======== Given entries
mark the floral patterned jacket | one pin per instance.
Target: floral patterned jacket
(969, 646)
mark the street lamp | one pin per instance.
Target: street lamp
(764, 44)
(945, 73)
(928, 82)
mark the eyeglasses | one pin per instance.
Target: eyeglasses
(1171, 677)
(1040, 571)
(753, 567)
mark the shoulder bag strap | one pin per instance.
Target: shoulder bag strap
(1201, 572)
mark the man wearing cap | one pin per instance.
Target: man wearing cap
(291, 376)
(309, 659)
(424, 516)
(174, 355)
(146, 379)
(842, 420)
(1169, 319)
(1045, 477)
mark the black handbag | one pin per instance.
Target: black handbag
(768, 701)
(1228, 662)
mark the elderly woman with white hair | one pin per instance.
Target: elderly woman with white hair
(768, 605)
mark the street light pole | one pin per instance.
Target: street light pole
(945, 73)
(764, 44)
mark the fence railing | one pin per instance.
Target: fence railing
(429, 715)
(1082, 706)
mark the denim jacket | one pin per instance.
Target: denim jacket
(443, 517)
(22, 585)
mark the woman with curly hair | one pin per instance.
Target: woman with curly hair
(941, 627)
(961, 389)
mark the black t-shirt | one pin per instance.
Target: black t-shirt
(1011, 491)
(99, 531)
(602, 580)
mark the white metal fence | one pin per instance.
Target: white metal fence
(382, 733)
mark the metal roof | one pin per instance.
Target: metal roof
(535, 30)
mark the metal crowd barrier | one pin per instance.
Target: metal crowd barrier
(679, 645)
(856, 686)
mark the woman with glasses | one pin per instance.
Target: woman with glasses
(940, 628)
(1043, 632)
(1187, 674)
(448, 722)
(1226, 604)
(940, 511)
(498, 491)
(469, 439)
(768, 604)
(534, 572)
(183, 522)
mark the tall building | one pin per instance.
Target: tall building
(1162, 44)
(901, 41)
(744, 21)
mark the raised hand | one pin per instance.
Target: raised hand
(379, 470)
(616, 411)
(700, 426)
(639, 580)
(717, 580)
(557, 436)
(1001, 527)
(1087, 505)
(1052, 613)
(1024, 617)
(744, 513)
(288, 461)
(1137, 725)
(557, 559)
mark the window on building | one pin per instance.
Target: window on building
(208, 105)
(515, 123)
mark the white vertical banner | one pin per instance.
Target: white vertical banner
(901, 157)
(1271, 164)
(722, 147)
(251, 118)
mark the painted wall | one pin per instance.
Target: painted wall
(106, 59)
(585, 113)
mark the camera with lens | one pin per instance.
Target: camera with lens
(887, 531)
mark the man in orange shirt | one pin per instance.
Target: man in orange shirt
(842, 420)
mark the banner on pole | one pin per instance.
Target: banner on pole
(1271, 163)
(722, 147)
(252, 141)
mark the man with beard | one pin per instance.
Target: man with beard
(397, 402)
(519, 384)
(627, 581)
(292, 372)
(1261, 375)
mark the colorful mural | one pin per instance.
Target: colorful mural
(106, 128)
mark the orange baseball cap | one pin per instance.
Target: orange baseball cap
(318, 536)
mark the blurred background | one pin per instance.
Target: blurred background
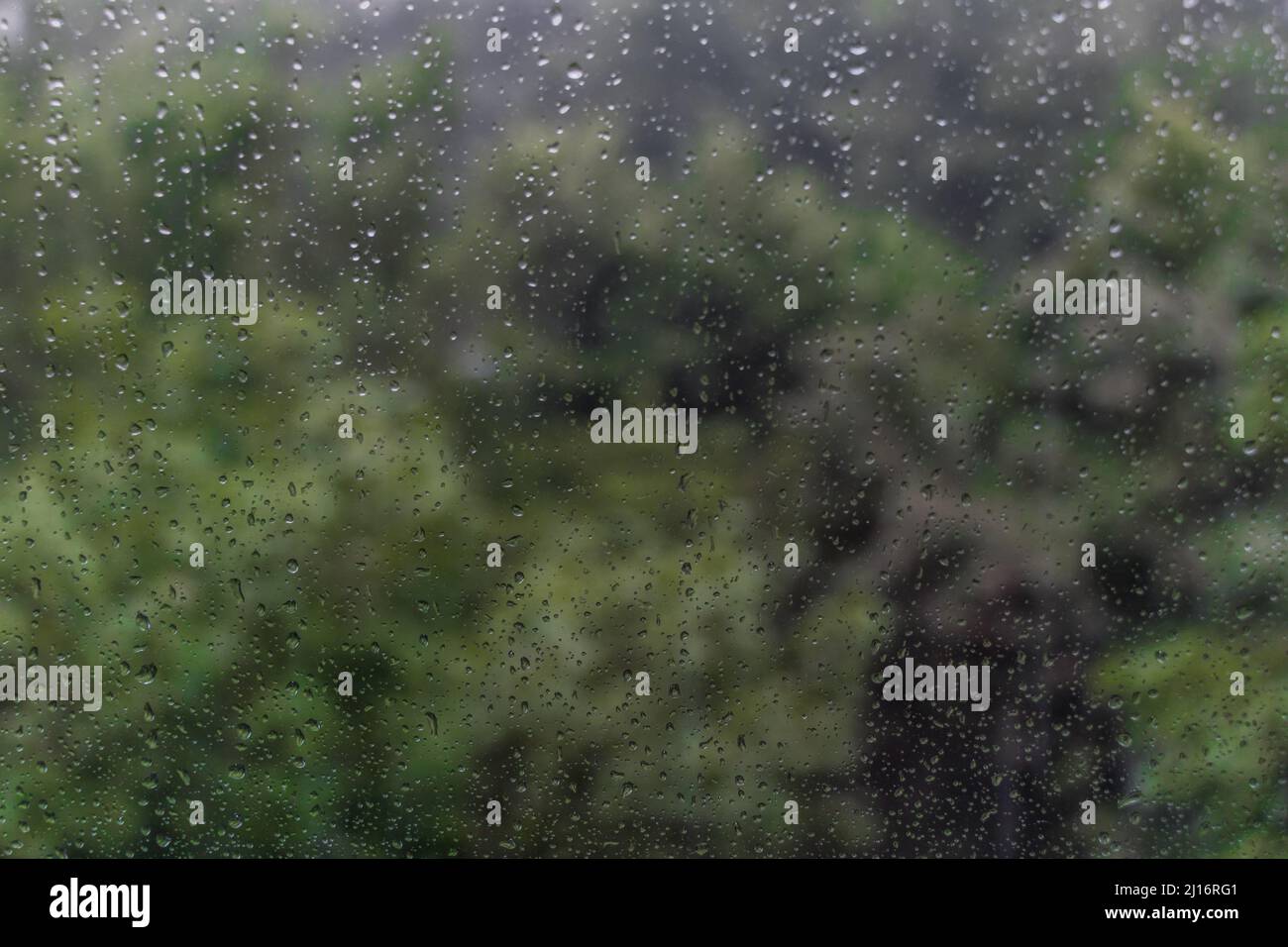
================
How many lines of the records contain the string "vertical"? Matching is case-sensitive; give only the number.

2